(Point-per-instance localization data)
▼

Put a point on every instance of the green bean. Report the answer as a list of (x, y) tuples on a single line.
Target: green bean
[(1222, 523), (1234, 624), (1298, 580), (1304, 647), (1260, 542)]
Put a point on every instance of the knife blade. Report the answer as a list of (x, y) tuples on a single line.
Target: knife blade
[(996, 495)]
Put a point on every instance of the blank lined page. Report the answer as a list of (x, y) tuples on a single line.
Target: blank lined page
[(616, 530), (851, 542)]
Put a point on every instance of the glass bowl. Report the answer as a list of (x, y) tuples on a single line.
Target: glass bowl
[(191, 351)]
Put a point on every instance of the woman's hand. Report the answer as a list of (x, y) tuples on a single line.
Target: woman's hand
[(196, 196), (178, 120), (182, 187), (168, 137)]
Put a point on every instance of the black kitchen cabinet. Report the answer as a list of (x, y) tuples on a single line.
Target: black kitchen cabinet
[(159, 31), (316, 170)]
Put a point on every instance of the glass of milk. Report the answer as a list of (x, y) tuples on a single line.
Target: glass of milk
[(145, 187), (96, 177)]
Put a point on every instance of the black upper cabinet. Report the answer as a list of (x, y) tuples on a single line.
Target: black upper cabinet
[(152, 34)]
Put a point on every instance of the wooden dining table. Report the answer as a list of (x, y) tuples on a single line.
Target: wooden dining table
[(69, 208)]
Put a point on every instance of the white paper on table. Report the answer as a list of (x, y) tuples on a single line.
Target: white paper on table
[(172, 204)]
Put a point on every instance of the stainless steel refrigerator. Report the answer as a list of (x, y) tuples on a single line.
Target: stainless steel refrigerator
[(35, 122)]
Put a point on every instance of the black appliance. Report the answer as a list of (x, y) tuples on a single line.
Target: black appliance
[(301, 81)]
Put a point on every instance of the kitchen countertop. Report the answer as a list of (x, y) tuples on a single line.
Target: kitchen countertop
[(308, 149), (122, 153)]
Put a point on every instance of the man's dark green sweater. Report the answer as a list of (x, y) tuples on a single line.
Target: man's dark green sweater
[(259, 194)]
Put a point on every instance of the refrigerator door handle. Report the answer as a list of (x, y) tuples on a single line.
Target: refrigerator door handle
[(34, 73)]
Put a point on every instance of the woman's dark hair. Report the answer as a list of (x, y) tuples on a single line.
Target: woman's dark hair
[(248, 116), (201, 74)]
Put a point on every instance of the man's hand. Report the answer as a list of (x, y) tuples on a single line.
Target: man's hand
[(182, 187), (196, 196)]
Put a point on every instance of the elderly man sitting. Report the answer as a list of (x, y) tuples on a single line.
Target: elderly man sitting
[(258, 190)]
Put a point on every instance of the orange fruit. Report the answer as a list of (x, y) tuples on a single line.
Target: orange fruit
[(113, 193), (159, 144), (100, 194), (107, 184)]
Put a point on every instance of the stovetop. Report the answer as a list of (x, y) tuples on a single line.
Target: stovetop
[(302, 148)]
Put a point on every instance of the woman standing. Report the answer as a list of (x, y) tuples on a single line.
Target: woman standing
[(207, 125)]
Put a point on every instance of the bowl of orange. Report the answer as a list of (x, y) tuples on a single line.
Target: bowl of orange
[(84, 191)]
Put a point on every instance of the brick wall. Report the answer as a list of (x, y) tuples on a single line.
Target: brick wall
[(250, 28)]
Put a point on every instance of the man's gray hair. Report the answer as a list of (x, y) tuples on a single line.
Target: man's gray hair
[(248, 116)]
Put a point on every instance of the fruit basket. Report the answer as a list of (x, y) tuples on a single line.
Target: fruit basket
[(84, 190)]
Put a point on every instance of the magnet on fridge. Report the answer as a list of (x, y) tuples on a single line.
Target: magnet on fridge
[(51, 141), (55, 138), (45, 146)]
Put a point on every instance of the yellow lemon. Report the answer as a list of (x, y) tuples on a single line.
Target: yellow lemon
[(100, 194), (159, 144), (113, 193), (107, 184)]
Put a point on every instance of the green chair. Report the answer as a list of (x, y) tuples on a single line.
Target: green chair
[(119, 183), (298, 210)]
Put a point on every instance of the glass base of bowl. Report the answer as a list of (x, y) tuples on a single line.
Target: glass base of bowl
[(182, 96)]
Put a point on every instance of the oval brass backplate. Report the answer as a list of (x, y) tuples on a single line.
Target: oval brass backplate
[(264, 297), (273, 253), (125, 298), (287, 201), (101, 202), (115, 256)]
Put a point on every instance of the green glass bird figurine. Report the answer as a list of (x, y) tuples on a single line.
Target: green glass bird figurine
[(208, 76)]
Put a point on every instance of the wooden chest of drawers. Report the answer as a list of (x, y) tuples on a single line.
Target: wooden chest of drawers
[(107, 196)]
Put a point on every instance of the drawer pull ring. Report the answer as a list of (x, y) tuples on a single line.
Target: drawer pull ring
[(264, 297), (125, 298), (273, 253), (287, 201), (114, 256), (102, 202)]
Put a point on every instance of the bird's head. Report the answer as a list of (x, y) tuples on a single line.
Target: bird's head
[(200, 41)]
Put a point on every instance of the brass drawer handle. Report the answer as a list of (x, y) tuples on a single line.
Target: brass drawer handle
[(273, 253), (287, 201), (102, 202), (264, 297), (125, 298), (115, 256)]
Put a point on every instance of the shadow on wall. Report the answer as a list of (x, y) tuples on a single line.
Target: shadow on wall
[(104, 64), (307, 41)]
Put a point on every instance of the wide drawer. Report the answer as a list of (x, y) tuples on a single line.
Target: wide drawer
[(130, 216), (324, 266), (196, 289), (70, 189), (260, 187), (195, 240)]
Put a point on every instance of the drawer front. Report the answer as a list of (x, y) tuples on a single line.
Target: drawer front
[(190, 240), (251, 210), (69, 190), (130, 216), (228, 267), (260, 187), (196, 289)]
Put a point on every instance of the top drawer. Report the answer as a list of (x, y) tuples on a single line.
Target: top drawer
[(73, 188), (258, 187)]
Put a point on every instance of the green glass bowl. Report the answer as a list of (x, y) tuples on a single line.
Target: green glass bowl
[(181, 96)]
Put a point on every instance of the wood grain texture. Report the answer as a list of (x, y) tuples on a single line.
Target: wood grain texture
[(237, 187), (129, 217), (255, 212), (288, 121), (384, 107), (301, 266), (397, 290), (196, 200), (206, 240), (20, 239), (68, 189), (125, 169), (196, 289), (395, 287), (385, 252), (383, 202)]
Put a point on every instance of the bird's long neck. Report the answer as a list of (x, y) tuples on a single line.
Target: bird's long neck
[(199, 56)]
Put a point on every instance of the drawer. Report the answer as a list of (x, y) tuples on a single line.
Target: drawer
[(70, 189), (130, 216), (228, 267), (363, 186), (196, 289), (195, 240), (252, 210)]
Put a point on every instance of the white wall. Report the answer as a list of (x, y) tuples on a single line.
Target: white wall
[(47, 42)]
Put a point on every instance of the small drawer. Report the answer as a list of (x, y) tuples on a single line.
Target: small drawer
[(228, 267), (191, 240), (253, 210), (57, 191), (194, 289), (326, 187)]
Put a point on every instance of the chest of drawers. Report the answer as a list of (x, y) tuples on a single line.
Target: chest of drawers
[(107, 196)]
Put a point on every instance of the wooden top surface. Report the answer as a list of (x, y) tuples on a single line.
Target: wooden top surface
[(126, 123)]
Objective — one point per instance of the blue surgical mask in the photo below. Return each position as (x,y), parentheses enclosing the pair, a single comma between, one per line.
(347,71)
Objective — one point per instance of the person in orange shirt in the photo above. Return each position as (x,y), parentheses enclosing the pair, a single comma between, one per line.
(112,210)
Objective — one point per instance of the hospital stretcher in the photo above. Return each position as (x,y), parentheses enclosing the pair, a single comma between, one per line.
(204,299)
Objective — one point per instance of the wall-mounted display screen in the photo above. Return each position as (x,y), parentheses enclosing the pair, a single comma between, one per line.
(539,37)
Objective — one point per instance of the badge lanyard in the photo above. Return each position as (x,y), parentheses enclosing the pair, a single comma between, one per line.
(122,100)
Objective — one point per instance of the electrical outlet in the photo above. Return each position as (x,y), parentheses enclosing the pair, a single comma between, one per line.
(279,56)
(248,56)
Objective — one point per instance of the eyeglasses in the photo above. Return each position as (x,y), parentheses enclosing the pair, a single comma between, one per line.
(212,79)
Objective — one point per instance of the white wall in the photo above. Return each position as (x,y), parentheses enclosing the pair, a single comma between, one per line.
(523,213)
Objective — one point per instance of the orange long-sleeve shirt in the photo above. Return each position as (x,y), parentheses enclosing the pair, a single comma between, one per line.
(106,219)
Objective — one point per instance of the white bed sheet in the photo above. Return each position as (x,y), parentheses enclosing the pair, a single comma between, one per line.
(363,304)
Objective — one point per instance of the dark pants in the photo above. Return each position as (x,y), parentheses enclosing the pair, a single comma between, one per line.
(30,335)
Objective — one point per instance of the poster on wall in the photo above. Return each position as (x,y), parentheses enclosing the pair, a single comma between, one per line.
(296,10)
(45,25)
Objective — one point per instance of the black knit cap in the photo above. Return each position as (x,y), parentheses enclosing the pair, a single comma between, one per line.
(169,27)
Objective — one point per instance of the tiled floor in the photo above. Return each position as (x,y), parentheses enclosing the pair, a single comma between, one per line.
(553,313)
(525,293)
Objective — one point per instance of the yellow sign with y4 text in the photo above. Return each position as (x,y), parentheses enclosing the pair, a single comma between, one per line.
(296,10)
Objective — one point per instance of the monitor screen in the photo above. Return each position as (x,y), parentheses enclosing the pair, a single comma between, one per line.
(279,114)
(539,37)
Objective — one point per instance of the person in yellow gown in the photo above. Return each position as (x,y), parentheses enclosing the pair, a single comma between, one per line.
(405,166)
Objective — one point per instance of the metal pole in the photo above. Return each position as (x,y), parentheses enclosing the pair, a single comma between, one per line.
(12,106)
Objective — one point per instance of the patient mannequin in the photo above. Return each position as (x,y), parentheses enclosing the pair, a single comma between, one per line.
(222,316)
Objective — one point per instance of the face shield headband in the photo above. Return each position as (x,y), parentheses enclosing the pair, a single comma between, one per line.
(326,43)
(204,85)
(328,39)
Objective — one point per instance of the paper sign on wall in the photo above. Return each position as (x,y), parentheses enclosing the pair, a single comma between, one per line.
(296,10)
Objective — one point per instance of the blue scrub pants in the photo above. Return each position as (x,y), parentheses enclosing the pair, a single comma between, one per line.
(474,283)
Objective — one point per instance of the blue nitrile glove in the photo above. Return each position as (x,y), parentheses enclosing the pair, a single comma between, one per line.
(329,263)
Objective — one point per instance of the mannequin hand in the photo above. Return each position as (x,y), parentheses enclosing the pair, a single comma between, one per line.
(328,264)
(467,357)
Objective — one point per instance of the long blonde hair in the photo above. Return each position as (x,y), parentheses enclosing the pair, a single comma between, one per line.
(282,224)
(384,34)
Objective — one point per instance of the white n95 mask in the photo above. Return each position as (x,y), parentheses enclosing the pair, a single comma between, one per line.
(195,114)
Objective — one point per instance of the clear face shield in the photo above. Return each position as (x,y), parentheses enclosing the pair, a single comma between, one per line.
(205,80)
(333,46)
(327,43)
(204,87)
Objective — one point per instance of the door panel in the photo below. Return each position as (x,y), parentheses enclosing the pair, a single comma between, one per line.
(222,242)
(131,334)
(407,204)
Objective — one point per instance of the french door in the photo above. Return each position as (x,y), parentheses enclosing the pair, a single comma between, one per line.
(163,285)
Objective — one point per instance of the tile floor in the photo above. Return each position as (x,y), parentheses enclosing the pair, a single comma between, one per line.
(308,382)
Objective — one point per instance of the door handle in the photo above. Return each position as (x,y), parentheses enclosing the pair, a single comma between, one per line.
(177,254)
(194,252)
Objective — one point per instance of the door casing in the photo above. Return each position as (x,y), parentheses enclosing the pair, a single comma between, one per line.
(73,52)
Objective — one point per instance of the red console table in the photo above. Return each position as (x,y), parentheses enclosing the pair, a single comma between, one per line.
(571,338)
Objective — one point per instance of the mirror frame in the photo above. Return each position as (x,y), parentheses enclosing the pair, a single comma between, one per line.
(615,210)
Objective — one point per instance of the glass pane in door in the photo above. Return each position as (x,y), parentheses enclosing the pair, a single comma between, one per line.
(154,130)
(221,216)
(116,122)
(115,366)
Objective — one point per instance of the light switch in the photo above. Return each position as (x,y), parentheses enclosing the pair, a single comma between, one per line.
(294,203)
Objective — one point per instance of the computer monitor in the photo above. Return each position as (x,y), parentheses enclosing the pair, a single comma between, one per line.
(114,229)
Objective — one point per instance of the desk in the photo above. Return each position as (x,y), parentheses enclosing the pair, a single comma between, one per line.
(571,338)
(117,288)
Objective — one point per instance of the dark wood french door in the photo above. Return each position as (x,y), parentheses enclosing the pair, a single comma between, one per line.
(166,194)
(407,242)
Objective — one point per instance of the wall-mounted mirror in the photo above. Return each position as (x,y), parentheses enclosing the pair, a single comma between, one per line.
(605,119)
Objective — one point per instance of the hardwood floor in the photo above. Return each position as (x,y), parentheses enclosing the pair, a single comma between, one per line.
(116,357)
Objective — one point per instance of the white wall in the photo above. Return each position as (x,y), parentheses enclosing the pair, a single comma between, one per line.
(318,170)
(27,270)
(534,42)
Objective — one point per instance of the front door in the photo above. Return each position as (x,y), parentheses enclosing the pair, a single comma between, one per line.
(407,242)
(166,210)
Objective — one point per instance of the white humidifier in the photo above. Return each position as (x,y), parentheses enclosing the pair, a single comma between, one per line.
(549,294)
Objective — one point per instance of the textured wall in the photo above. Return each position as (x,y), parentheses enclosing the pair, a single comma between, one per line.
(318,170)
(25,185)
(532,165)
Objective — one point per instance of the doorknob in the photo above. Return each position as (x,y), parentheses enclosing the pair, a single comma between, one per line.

▲

**About this exercise:**
The answer is the lines above between the line holding "Put a point on every instance of the bird's head." and the line holding "Put a point on every instance of the wide", inclusive, each written out exactly, and no others.

**Solution for this exercise:**
Put a point on every instance of the bird's head. Report the answer as a list of (x, y) tuples on a single line.
Target: bird's head
[(200, 41)]
Put a point on every instance of the brass drawer handle. Report the answer as a list of (x, y) tuples on a single line.
Target: brass drawer handle
[(273, 253), (287, 201), (102, 202), (264, 297), (125, 298), (115, 256)]
Put a point on every instance of the shadow on wall. Report the answer as a list of (x, y) tuples on a single line.
Target: shadow on wall
[(104, 64), (307, 41)]
Put a point on every instance of the wide drawer. Report the answer as a list of (x, y) tuples on a single line.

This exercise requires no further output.